Copy every one of the following entries word for word.

[START OF INPUT ROWS]

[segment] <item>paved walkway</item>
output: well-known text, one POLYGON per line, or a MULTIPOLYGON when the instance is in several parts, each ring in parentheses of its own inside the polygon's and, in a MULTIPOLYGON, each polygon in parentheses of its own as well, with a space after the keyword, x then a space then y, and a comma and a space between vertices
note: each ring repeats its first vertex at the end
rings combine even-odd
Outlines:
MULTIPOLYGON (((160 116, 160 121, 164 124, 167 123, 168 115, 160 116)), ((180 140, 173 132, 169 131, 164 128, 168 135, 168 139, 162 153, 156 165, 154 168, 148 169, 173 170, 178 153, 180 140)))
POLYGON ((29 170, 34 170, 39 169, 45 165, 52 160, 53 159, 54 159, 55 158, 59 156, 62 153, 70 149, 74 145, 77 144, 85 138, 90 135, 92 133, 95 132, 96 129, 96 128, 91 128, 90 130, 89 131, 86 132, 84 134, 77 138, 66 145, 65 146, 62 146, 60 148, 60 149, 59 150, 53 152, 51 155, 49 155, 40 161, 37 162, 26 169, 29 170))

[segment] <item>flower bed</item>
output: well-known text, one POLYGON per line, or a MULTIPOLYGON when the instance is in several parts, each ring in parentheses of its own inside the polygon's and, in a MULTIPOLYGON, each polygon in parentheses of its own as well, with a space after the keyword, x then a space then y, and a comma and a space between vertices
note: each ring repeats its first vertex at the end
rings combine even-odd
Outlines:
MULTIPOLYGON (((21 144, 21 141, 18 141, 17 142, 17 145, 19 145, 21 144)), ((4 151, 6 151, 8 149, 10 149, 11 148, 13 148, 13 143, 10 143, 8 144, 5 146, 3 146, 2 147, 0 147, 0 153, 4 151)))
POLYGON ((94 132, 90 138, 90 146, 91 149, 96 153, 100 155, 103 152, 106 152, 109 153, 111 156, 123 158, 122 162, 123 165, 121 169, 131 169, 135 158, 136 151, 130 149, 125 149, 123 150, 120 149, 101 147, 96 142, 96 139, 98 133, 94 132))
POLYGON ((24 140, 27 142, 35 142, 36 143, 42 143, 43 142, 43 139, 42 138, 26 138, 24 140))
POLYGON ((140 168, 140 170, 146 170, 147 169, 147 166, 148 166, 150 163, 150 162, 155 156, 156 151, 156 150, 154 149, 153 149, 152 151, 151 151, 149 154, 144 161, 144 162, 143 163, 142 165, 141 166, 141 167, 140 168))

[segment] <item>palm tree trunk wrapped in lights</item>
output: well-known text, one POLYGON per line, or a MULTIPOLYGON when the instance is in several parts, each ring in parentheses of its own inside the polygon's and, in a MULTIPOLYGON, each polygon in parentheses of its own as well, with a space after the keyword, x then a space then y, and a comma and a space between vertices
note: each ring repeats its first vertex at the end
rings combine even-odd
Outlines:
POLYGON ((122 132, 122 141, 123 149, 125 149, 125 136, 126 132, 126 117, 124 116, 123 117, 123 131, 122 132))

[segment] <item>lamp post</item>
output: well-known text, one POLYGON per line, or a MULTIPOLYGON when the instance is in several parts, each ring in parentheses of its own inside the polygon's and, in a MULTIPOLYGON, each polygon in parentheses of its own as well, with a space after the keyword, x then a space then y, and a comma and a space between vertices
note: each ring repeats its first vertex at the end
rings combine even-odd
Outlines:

[END OF INPUT ROWS]

## RESULT OF THIS TASK
[segment] <item>paved walkway</item>
output: well-known text, one POLYGON per line, or a MULTIPOLYGON when the instance is in several parts, each ring in parentheses of its own inside the polygon's and, in a MULTIPOLYGON, each polygon in parentheses of its own as well, with a space after the keyword, x then a space then y, and a comma and a space between vertices
note: each ring repeats its first vertex at the end
rings combine even-odd
Outlines:
MULTIPOLYGON (((160 116, 160 121, 164 124, 167 123, 168 115, 160 116)), ((180 140, 173 132, 169 131, 164 128, 168 135, 168 139, 162 153, 156 165, 154 168, 148 169, 173 170, 178 153, 180 140)))
POLYGON ((29 170, 34 170, 39 169, 45 165, 52 160, 53 159, 54 159, 55 158, 59 156, 62 153, 70 149, 74 145, 77 144, 85 138, 90 135, 92 133, 95 132, 96 129, 96 128, 91 128, 90 130, 89 131, 86 132, 84 134, 77 138, 66 145, 65 146, 62 146, 60 148, 60 149, 59 150, 53 152, 51 155, 49 155, 40 161, 37 162, 26 169, 29 170))

[segment] <item>flower bed</item>
output: well-known text, one POLYGON per line, or a MULTIPOLYGON when the instance is in several parts, each ring in parentheses of its own inside the polygon's and, in a MULTIPOLYGON, each polygon in parentheses of its own as well, with a space after the keyword, x then a space then y, and a comma and a space between vertices
note: each ring repeats its first vertex at the end
rings combine even-odd
Outlines:
MULTIPOLYGON (((21 144, 21 141, 18 141, 17 142, 17 145, 19 145, 21 144)), ((4 151, 6 151, 8 149, 10 149, 11 148, 13 148, 13 143, 10 143, 8 144, 5 146, 3 146, 2 147, 0 147, 0 153, 4 151)))
POLYGON ((94 132, 90 138, 90 146, 91 149, 96 153, 100 155, 103 152, 106 152, 109 153, 111 156, 123 158, 122 162, 123 165, 121 169, 131 169, 135 158, 136 151, 130 149, 125 149, 123 150, 120 149, 101 147, 96 142, 96 139, 98 133, 94 132))
POLYGON ((24 140, 27 142, 35 142, 36 143, 42 143, 43 142, 43 139, 42 138, 26 138, 24 140))
POLYGON ((140 168, 140 170, 146 170, 147 169, 147 166, 148 166, 150 163, 150 162, 155 156, 156 151, 156 150, 154 149, 153 149, 152 151, 151 151, 149 154, 144 161, 144 162, 143 163, 142 165, 141 166, 141 167, 140 168))

[segment] <item>palm tree trunk wrapped in lights</item>
output: well-known text, one POLYGON per line, or a MULTIPOLYGON when the instance is in several parts, each ring in parentheses of its own inside the polygon's and, in a MULTIPOLYGON, each polygon in parentheses of its own as well, with a space after the keyword, x then a space then y, and a comma and a space between vertices
note: each ring repeats its first vertex at the end
rings combine even-odd
Outlines:
POLYGON ((122 132, 122 141, 123 149, 125 149, 125 136, 126 132, 126 117, 124 116, 123 117, 123 131, 122 132))

[segment] <item>lamp post</item>
output: well-known text, one POLYGON per line, or a MULTIPOLYGON when the instance is in several parts, each ring in parentheses of its own inside the polygon's and, in a MULTIPOLYGON, each polygon in parentheses of its own as well, with a space after the keyword, x then a space then y, and a comma and a space between vertices
note: each ring repeats its first vertex at the end
rings combine even-odd
Outlines:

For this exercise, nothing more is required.